• **DOKUMENTAUSZUG**
*-*-*

Hauptakteure sind der Geiger Florian Meierott, der Komponist und Musikprofessor Klaus-Hinrich Stahmer und Gilbert Yammine, ein Meister auf dem Qanun, dem klassischen Instrument der arabischen Musik. Komplettiert wird die Gruppe vom Chemnitzer Cellisten Thomas Bruder.
Klaus-Hinrich Stahmer ist überzeugter Grenzgänger zwischen Orient und Okzident. Er hat gemeinsam mit libanesischen Kollegen die Stücke für das Projekt komponiert. 1976 – damals noch Dozent an der Musikhochschule Würzburg – gründete er die „Tage der Neuen Musik“, in deren Folge immer wieder der Austausch mit fremden Musiktraditionen und -kulturen im Mittelpunkt stand.
„Ich sehe die Zukunft der neuen Musik in dieser Grenzüberschreitung“, sagt Stahmer. Zu sehr habe sich die musikalische Avantgarde nach 1945 auf die westliche Kultur versteift. „Diese Gläubigkeit war künstlerisch eher kontraproduktiv“, so der Komponist.
Mit Florian Meierott hat der in Höchberg lebende Komponist schnell einen interessierten Mitstreiter gefunden. Der Geigenvirtuose, der im Erlacher Wasserschloss lebt und arbeitet, sucht selber ständig nach neuen Ausdrucksformen für sein klassisches Instrument.

*-*-*

• **GEZEIGTE AUFLISTUNG**
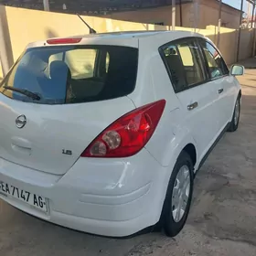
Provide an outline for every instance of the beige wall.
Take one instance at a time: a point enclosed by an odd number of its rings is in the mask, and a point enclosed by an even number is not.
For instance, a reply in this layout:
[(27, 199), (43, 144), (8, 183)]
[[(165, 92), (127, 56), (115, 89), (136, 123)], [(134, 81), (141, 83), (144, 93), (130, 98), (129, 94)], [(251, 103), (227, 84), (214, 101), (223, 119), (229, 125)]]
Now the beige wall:
[[(8, 42), (9, 54), (13, 62), (29, 42), (54, 37), (68, 37), (88, 34), (88, 28), (73, 15), (48, 13), (22, 8), (0, 6), (1, 16), (5, 15), (5, 39)], [(170, 27), (132, 23), (108, 18), (83, 16), (98, 32), (127, 30), (170, 30)], [(176, 27), (178, 30), (193, 31), (190, 27)], [(209, 26), (199, 32), (216, 42), (216, 27)], [(242, 31), (240, 59), (251, 56), (252, 30)], [(221, 28), (220, 51), (228, 64), (235, 62), (237, 50), (237, 31)], [(0, 79), (1, 66), (0, 66)]]
[[(195, 16), (193, 4), (184, 4), (182, 5), (183, 27), (194, 27), (195, 23), (198, 28), (205, 28), (209, 25), (218, 25), (219, 3), (215, 0), (199, 0), (198, 9)], [(222, 6), (222, 22), (227, 23), (227, 27), (238, 28), (240, 13), (227, 5)], [(158, 8), (148, 8), (137, 11), (113, 13), (108, 16), (110, 18), (126, 20), (132, 22), (158, 23), (164, 22), (165, 26), (172, 25), (172, 6)], [(176, 5), (176, 26), (180, 26), (179, 5)]]

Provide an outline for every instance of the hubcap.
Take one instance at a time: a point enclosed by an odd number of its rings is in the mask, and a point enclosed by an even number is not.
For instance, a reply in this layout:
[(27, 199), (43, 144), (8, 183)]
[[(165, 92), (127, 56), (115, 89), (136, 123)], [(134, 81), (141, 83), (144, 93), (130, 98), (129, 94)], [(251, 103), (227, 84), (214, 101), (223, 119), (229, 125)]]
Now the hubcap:
[(240, 118), (240, 101), (239, 101), (239, 100), (237, 100), (236, 106), (235, 106), (235, 115), (234, 115), (235, 125), (238, 124), (239, 118)]
[(187, 165), (182, 166), (176, 176), (172, 194), (172, 214), (176, 222), (183, 218), (190, 193), (190, 172)]

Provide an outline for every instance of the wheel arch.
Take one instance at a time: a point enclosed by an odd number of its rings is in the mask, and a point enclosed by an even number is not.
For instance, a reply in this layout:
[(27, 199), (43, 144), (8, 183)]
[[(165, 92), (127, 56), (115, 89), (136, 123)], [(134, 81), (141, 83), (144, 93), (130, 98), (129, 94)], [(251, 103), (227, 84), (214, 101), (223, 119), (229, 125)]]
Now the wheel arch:
[(197, 149), (193, 144), (187, 144), (182, 151), (185, 151), (191, 157), (193, 165), (195, 166), (197, 164)]

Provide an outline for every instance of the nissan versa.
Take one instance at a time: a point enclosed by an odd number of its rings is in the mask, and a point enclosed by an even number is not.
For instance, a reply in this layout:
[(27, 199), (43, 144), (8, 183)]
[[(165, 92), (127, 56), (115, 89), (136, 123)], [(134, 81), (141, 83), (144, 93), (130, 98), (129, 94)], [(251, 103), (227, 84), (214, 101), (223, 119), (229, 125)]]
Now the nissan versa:
[(89, 233), (176, 236), (195, 173), (238, 128), (243, 71), (190, 32), (29, 44), (0, 84), (0, 197)]

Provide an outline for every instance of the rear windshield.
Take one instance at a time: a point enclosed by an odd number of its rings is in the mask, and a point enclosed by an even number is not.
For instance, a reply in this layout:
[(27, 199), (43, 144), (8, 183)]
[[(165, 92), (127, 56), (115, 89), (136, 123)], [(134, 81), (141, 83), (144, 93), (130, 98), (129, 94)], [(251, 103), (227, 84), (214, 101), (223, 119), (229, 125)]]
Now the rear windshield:
[(134, 90), (137, 65), (138, 49), (128, 47), (29, 48), (3, 80), (0, 92), (15, 100), (41, 104), (119, 98)]

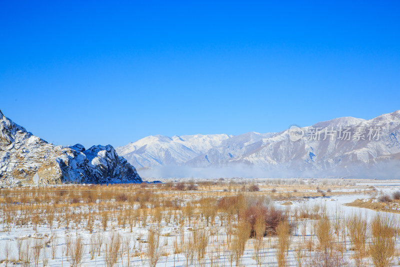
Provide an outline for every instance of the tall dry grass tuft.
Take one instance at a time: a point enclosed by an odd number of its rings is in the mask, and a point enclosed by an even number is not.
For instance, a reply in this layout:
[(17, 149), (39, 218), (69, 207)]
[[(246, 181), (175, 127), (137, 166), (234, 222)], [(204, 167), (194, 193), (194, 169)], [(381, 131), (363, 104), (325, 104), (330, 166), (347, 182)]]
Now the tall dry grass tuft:
[(356, 264), (357, 266), (362, 266), (362, 258), (366, 255), (366, 218), (362, 217), (360, 214), (353, 214), (347, 218), (346, 226), (356, 250)]
[(122, 239), (120, 235), (112, 232), (105, 243), (104, 261), (106, 266), (112, 267), (116, 264), (122, 244)]
[(332, 250), (334, 233), (332, 224), (328, 217), (324, 215), (318, 220), (316, 224), (316, 235), (320, 242), (320, 246), (324, 253), (328, 253), (328, 250)]
[(77, 267), (82, 262), (84, 253), (84, 241), (80, 237), (76, 238), (71, 243), (68, 260), (72, 266)]
[(286, 266), (287, 264), (286, 253), (290, 243), (290, 226), (286, 221), (281, 222), (276, 227), (278, 244), (276, 259), (278, 267)]
[(394, 251), (393, 220), (388, 215), (376, 215), (371, 222), (372, 237), (370, 244), (370, 255), (374, 265), (386, 267), (391, 265)]
[(150, 230), (147, 236), (146, 255), (148, 259), (148, 264), (150, 267), (155, 267), (162, 254), (160, 247), (160, 234), (155, 231)]

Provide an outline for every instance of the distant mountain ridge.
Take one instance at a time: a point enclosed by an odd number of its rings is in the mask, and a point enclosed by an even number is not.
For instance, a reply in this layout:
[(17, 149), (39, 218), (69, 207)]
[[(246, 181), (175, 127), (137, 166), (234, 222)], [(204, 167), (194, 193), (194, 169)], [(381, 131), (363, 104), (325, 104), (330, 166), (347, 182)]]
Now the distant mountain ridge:
[(142, 182), (135, 168), (110, 145), (85, 149), (56, 146), (0, 111), (0, 183)]
[[(248, 166), (262, 171), (258, 173), (274, 177), (398, 175), (396, 168), (400, 166), (400, 111), (368, 120), (351, 117), (338, 118), (301, 129), (304, 132), (316, 129), (316, 134), (322, 136), (328, 132), (338, 135), (344, 128), (352, 133), (364, 129), (365, 139), (372, 127), (380, 129), (379, 140), (308, 140), (304, 136), (293, 141), (286, 129), (266, 134), (250, 132), (236, 136), (212, 135), (214, 138), (202, 135), (184, 136), (184, 138), (156, 136), (156, 138), (146, 137), (116, 149), (130, 162), (150, 167), (146, 170), (150, 175), (152, 168), (174, 166), (176, 170), (180, 166)], [(199, 142), (199, 139), (204, 141), (207, 138), (213, 141)], [(202, 145), (198, 145), (200, 143)]]

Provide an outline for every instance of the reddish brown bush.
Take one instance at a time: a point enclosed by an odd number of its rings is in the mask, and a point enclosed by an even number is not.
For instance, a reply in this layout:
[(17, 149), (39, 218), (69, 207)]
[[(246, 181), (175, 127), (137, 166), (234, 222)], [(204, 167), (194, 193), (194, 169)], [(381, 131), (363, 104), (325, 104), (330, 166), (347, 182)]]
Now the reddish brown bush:
[(250, 188), (248, 188), (248, 190), (250, 192), (260, 191), (260, 187), (258, 187), (258, 186), (256, 184), (252, 184), (250, 186)]
[(396, 191), (393, 193), (393, 199), (395, 200), (400, 200), (400, 191)]
[(182, 182), (180, 182), (177, 183), (175, 185), (175, 189), (176, 190), (184, 190), (185, 189), (186, 186), (185, 185), (184, 183)]
[(384, 195), (379, 198), (379, 201), (384, 203), (388, 203), (392, 201), (392, 198), (387, 195)]
[(194, 182), (191, 182), (188, 185), (188, 190), (197, 190), (197, 185)]
[(118, 194), (116, 196), (116, 200), (118, 202), (126, 202), (128, 200), (128, 197), (124, 193)]
[(264, 235), (275, 234), (276, 227), (280, 222), (286, 219), (283, 212), (274, 208), (268, 208), (260, 205), (248, 207), (240, 213), (240, 217), (248, 222), (252, 228), (250, 237), (254, 234), (254, 225), (257, 218), (261, 217), (265, 223)]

*-*-*

• **ARBEITSANWEISUNGEN**
a) In welchem Jahr gründete Klaus-Hinrich Stahmer laut dem Textauszug über das Musikprojekt die „Tage der Neuen Musik“?
b) Übersetze den folgenden Satz aus dem Textauszug über das Musikprojekt ins Englische: „Klaus-Hinrich Stahmer ist überzeugter Grenzgänger zwischen Orient und Okzident.“
c) Führe den Textauszug über das Musikprojekt im Anschluss an seinen letzten Satz fort.

• **ERGEBNISSE JE AUFGABE**
a) Im Jahr 1976.

b) Klaus-Hinrich Stahmer is a committed boundary-crosser between the Orient and the Occident.

c)
„Ich will zeigen, dass man eine Kultur in die andere integrieren kann.“
Gilbert Yammine Musiker
Gilbert Yammine vertritt den arabischen Part. Der 28-Jährige stammt aus dem Libanon und galt dort bereits in jungen Jahren als anerkannter Meister auf dem Qanun, der arabischen Zither. Im Alter von 17 Jahren wurde er Solist im Libanesischen Nationalorchester für arabisch-orientalische Musik. Mit 20 Jahren ernannte ihn Musikkonservatorium Beirut zum Professor. Neben seiner musikalische Ausbildung studierte Gilbert Yammine Elektrotechnik.
Unter dem Eindruck des zweiten Libanonkriegs verließ er 2006 seine Heimat und arbeitet heute an der Uni Erlangen an seiner Doktorarbeit als Ingenieur. Gleichzeitig ist er mit seinem Qanun in verschiedenen Musikprojekten aktiv, unter anderem zusammen mit dem Erlanger Jazz-Trio von Rainer Glas.
Die Verbindung zwischen klassischer westlicher und arabischer Musik wird durch die unterschiedliche Art der Überlieferung erschwert. Die Fülle der orientalischen Kompositionen ist kleiner, sagt Klaus-Hinrich Stahmer. Traditionell werden die Stücke direkt von Musiker zu Musiker weitergegeben.
Statt der in der westlichen Musik gebräuchlichen zwölf Halbtonstufen einer Oktav arbeiten arabische Musiker mit einer Fülle kleinerer Tonstufen, sogenannten Mikrointervallen. Das System ist kompliziert, eine eindeutige Notation wie im Westen gibt es dafür nicht.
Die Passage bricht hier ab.